##### Listed entries #####

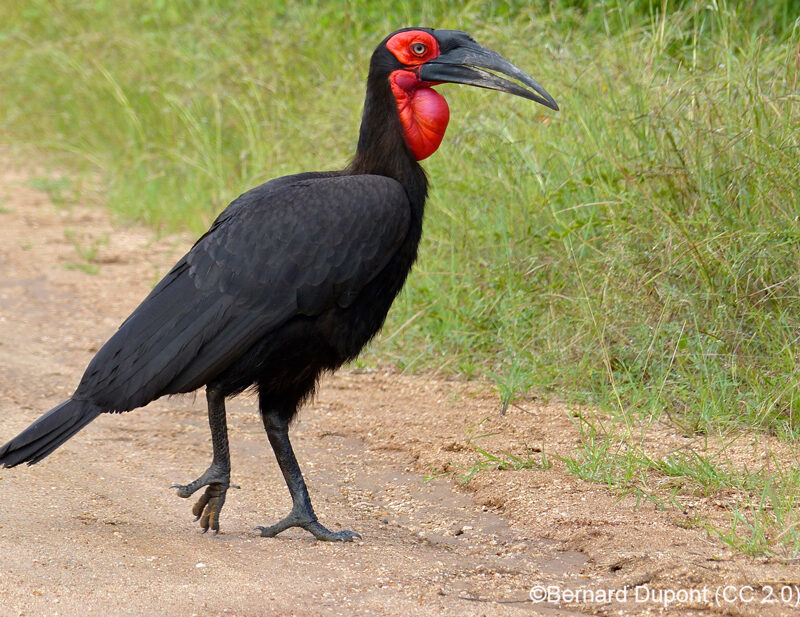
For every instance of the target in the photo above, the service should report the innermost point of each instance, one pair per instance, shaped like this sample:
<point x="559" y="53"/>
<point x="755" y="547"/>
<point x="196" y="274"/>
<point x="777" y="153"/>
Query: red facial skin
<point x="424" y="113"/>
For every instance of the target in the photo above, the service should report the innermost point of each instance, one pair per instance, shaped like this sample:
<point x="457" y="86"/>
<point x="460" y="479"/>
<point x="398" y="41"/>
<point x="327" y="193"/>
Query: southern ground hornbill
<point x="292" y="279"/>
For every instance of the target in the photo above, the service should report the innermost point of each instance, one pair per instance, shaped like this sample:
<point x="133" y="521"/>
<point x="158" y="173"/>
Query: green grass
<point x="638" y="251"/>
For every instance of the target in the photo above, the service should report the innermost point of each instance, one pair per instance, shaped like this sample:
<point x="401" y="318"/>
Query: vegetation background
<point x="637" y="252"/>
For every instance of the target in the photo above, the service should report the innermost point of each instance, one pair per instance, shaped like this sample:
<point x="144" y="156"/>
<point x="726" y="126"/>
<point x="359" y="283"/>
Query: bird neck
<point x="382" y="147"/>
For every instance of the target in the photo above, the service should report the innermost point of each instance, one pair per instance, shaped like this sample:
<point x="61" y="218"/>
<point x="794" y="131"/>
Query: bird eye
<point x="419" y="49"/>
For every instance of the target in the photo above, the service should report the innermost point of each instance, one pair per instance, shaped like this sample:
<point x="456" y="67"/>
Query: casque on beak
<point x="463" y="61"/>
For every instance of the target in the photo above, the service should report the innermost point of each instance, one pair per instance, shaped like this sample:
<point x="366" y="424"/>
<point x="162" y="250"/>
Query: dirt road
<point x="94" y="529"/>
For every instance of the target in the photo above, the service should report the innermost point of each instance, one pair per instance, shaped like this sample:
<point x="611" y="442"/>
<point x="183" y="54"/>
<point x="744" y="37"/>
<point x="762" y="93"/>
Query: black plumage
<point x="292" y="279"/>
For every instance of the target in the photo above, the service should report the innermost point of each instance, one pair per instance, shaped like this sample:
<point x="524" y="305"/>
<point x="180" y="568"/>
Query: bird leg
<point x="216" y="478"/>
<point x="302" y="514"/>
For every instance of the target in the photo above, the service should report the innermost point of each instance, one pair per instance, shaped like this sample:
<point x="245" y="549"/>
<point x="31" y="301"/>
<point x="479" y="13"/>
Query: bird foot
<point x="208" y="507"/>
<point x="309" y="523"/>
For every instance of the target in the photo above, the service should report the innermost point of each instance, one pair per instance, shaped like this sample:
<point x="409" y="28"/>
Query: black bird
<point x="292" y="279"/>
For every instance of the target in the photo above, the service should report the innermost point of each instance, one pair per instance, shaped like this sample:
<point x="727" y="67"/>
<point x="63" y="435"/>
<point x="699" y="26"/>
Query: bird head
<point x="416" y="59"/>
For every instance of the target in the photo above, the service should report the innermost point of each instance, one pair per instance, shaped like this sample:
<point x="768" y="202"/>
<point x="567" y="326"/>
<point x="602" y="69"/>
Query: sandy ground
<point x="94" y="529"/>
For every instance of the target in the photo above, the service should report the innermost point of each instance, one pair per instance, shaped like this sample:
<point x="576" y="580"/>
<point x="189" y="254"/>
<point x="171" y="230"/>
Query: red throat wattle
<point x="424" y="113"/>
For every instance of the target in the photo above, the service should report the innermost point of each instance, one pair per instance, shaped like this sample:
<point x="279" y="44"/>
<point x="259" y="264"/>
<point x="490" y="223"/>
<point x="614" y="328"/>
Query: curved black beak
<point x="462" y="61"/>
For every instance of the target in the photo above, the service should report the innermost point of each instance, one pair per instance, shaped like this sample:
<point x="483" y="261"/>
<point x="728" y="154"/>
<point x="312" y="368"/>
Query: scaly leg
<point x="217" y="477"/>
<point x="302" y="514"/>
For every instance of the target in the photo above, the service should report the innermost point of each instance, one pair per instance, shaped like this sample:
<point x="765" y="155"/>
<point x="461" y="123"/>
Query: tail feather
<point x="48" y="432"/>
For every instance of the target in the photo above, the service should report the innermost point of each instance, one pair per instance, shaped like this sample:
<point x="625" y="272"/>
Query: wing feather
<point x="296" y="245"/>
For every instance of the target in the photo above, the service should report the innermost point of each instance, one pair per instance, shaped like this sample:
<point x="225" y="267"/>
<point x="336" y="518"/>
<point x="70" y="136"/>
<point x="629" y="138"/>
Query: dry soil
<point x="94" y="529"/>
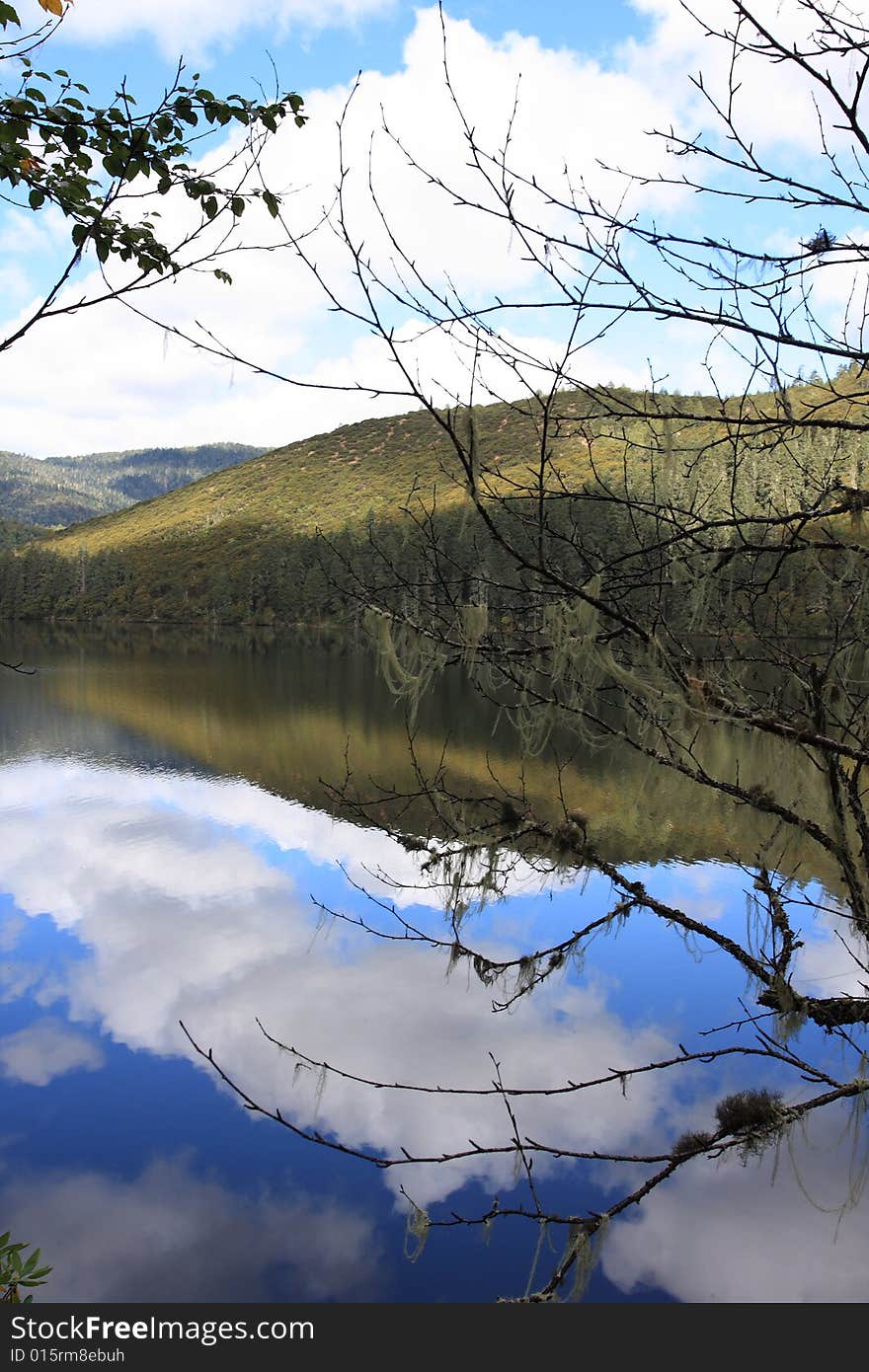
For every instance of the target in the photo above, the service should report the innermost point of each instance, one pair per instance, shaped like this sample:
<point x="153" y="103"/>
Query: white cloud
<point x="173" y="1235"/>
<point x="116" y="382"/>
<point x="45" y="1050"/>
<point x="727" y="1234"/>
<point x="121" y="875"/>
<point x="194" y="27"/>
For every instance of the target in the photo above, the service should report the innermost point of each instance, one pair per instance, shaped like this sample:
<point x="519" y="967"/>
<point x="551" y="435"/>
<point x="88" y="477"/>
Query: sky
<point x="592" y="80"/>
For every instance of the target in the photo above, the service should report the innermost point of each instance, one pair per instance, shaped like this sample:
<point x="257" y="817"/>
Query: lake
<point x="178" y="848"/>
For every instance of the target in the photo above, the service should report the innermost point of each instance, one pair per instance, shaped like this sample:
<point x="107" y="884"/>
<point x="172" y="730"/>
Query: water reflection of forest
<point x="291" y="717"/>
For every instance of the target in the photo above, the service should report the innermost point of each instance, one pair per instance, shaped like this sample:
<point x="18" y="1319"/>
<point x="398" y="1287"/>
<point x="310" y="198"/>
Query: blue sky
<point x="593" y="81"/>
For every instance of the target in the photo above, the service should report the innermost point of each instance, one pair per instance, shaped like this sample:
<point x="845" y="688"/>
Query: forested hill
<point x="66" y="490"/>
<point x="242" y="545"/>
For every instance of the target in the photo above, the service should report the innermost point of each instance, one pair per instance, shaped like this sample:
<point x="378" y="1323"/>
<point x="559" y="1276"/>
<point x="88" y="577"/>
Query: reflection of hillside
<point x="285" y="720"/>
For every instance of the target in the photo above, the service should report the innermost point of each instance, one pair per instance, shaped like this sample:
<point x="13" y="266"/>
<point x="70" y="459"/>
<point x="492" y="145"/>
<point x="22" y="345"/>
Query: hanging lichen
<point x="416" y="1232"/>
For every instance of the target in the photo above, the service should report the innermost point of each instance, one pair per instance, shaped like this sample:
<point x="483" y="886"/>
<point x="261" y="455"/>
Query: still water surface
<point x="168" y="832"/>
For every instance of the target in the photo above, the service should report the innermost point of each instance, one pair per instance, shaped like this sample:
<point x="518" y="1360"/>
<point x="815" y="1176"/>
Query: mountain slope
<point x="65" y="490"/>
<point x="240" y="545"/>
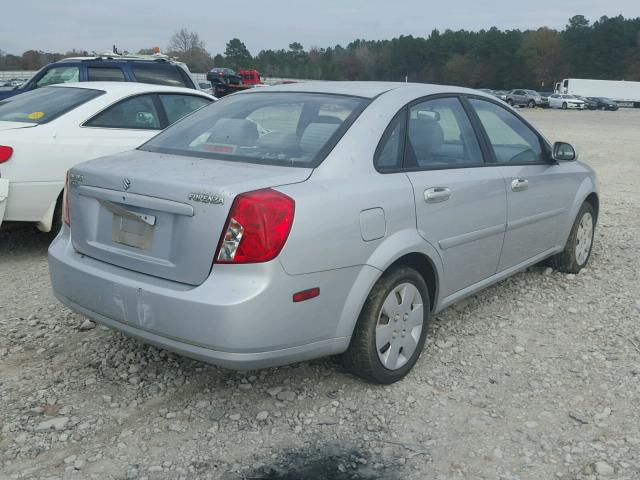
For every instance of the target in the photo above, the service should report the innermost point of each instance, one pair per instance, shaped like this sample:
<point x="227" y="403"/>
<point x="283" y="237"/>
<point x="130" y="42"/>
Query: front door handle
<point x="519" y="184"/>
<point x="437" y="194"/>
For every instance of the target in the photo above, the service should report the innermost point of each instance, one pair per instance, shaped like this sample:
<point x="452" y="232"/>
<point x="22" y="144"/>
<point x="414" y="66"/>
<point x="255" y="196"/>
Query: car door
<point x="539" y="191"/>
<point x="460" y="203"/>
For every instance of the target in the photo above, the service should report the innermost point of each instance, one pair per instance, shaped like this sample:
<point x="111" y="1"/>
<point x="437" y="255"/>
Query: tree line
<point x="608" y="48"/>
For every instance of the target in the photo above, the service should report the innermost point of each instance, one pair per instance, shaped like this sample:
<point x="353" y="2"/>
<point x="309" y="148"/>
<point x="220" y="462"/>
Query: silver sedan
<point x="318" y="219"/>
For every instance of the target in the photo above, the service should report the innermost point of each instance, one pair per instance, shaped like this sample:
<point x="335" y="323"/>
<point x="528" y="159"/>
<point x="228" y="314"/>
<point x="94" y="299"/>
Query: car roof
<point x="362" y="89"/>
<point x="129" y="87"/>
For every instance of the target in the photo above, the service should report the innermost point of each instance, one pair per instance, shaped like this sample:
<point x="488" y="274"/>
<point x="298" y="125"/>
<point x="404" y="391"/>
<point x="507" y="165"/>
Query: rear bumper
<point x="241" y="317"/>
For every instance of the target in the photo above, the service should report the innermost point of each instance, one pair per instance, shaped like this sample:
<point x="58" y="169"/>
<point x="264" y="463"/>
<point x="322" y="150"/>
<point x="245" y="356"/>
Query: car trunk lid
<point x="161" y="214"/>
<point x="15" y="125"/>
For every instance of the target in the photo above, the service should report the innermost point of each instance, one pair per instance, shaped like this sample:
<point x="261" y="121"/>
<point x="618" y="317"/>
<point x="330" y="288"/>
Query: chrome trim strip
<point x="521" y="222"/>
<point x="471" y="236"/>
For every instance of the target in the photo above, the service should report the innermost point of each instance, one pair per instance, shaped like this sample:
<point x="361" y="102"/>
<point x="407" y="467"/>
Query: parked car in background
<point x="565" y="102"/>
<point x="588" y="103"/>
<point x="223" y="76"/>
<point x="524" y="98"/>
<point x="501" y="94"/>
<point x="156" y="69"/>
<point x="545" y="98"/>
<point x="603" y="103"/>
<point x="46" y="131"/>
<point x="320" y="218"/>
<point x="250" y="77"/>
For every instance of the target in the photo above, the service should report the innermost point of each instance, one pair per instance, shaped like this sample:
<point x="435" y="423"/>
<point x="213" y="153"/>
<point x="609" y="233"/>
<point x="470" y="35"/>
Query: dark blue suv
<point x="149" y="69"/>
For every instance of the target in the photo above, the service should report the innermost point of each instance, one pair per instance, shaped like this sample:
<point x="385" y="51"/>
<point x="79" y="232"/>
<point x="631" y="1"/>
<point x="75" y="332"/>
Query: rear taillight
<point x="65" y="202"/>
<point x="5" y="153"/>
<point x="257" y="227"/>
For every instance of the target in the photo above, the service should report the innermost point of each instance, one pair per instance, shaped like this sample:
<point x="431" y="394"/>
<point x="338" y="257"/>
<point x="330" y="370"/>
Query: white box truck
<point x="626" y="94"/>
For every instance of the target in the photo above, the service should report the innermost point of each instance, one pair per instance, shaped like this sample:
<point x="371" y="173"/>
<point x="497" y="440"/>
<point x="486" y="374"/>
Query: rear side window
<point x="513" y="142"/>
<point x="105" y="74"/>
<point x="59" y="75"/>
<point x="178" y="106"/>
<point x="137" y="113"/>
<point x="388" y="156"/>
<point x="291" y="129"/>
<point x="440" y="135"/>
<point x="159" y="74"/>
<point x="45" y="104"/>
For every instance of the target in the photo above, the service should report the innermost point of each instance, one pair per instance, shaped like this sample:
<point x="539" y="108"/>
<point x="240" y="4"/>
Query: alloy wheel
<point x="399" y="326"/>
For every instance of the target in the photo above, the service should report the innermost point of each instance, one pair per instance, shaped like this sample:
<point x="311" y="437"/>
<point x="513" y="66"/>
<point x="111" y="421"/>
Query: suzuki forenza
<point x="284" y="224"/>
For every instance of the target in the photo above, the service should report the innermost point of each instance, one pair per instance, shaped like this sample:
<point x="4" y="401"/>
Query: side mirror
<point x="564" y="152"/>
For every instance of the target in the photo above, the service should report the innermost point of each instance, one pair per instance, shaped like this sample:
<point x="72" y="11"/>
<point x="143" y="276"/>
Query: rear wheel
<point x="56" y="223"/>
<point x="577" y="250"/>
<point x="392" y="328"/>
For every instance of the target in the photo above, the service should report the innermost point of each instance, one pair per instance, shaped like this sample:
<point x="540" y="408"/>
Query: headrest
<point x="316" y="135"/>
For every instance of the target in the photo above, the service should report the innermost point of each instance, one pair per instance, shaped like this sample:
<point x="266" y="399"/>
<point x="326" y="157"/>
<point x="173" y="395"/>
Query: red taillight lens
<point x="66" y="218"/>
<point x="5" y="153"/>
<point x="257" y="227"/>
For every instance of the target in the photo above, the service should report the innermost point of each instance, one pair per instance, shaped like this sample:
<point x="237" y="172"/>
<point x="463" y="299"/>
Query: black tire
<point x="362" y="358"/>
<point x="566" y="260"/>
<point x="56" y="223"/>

#####

What you should do »
Find every line in the data above that contains the string "black" and copy each one out. The match is case-sensitive.

Worked solution »
Query: black plumage
Query: black bird
Query: curved black beak
Query: black tire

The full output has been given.